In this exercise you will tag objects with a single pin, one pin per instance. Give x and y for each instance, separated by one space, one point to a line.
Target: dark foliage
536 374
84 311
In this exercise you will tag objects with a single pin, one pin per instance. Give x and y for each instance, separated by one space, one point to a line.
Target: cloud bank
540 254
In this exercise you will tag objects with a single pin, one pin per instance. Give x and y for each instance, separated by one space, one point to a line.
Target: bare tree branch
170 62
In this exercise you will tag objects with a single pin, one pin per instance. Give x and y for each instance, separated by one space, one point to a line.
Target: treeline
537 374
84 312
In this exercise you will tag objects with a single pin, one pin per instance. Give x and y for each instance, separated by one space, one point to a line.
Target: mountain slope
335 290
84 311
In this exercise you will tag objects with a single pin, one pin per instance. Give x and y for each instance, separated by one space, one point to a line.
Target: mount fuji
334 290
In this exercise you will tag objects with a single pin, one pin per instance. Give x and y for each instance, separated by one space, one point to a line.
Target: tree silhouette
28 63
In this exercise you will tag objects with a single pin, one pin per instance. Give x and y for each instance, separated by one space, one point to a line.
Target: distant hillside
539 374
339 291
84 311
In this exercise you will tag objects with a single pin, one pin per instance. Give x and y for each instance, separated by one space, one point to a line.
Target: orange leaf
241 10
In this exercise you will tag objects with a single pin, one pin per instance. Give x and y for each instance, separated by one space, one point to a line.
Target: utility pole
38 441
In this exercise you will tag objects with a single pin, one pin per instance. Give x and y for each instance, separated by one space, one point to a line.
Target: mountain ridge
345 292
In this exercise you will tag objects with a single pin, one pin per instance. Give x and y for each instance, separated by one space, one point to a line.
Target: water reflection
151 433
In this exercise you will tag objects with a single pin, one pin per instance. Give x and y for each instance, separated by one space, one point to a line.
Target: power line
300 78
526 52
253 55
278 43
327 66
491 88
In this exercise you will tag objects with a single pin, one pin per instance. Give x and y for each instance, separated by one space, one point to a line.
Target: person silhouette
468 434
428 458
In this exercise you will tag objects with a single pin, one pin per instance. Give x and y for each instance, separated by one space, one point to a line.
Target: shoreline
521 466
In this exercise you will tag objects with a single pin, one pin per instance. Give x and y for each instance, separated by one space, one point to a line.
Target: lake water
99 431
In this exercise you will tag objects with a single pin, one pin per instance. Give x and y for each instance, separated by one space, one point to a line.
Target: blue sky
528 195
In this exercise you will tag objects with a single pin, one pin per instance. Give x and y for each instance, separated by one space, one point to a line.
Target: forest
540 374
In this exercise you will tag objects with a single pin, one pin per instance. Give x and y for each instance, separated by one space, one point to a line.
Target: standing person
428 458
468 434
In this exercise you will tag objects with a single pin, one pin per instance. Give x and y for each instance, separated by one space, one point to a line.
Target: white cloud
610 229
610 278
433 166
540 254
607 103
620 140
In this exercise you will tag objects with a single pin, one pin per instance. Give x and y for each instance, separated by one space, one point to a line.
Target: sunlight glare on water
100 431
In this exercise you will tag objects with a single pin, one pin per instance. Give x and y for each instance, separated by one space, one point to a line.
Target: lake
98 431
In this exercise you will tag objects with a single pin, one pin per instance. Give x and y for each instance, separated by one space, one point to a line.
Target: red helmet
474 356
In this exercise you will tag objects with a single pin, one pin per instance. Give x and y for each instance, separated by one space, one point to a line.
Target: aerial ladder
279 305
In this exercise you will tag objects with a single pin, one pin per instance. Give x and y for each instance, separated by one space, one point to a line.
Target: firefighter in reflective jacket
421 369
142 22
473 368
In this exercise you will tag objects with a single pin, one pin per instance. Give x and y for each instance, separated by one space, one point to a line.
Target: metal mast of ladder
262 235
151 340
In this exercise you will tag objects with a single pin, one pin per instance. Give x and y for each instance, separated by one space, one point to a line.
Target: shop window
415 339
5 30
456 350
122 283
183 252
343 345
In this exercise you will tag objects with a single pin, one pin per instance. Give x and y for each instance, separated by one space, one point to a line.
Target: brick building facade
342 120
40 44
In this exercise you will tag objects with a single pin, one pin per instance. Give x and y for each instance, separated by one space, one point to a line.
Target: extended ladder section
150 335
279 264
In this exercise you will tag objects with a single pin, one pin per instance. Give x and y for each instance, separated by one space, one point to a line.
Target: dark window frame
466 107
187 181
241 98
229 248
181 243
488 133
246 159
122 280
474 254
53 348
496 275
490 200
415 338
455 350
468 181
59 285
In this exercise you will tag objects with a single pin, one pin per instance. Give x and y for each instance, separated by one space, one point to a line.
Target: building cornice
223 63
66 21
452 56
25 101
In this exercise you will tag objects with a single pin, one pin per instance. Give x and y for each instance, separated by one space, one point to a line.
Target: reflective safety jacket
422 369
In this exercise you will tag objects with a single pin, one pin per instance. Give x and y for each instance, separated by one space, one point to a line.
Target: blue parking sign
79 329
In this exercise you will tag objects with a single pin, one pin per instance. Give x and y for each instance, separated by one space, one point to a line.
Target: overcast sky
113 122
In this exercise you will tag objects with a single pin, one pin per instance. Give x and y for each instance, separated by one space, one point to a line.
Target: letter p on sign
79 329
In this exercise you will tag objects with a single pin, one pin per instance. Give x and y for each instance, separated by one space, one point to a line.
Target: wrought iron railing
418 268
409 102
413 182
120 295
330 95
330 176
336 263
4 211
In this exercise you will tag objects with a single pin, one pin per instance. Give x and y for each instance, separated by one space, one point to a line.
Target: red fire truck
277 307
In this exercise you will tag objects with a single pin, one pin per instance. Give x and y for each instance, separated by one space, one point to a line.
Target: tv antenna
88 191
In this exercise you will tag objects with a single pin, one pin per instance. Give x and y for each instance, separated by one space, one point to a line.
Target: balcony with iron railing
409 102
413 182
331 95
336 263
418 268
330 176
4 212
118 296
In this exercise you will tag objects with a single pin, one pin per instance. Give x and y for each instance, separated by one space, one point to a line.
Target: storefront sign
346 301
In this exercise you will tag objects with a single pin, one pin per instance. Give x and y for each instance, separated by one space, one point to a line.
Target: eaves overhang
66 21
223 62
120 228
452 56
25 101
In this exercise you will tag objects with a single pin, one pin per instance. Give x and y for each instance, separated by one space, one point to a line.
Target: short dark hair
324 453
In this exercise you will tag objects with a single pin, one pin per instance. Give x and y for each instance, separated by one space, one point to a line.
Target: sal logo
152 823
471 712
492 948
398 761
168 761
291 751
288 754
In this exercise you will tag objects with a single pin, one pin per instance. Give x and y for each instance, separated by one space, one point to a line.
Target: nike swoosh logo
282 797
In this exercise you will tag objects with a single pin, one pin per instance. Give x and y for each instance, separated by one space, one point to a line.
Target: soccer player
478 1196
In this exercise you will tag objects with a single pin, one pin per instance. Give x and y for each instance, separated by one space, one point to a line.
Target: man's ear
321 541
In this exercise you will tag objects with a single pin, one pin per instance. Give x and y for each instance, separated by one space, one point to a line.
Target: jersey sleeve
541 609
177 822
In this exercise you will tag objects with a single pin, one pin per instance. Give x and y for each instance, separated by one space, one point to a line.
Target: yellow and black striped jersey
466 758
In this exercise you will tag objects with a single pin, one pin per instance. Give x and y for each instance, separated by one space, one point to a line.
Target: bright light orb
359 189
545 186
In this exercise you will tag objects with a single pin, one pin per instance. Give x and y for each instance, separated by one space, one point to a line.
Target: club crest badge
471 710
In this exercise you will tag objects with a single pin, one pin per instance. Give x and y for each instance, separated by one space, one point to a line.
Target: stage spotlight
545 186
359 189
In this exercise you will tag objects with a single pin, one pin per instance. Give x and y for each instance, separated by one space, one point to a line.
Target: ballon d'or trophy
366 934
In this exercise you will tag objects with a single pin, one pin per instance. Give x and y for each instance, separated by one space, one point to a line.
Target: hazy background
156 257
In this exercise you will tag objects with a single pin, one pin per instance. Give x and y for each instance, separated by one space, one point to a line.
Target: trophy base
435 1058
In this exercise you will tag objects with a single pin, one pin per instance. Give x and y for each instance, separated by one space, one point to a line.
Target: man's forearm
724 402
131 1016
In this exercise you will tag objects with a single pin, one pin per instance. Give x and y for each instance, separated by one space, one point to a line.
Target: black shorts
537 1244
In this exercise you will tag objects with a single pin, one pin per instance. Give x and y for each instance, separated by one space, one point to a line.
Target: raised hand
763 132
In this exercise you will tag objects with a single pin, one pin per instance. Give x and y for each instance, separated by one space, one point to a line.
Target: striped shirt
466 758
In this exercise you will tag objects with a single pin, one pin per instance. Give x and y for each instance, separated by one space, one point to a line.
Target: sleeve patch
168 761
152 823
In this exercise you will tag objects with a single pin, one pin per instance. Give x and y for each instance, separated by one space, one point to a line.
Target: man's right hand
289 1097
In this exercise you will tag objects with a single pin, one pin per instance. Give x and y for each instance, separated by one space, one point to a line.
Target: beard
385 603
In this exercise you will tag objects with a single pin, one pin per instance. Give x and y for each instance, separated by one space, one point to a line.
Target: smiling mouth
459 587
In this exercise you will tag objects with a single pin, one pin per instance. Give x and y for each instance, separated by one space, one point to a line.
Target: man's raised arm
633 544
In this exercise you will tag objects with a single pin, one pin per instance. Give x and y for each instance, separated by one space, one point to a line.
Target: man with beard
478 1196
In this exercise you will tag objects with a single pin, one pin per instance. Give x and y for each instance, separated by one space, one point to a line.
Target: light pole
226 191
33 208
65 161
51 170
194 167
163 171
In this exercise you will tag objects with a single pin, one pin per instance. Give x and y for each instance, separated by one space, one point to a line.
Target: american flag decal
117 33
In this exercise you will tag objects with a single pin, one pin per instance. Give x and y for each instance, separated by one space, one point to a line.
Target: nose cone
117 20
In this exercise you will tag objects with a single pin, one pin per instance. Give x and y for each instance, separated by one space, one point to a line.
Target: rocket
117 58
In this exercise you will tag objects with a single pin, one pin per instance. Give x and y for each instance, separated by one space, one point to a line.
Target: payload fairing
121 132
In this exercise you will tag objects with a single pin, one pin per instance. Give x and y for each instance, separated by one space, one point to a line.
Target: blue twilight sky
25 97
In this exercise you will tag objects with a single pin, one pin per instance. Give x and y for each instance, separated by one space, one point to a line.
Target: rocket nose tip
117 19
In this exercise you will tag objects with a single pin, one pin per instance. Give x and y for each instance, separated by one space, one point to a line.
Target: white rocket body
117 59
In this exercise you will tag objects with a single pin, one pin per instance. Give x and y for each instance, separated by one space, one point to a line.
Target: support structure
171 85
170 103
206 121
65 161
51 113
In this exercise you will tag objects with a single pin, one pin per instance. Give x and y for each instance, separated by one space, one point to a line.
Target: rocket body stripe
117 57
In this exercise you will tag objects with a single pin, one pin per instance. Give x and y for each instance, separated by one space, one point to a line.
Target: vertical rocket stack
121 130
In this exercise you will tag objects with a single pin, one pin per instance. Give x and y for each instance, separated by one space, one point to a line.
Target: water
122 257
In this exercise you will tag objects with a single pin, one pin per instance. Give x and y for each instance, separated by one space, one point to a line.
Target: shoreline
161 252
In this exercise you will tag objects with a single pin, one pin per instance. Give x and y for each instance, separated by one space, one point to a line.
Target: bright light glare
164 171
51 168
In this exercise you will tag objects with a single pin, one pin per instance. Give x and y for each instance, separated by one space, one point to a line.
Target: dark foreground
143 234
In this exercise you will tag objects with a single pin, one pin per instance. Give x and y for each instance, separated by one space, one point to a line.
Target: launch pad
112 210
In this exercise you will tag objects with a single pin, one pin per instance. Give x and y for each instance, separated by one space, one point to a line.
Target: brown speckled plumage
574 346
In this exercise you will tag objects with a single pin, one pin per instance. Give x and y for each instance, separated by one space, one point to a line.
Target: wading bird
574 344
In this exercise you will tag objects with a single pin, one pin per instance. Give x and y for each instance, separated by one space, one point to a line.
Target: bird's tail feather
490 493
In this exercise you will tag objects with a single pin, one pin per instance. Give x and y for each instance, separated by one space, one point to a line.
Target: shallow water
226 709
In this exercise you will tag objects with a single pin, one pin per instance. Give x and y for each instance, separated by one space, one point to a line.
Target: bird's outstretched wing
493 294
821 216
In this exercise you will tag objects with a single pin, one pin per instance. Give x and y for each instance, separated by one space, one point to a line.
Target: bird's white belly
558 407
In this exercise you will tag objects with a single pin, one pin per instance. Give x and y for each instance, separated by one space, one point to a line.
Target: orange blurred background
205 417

++++

Locate each line of the listing above that contains the word "black", matching case exactly, and copy those lines out in full.

**RESPONSE TO THIS EXERCISE:**
Target: yellow and black striped jersey
Target: black shorts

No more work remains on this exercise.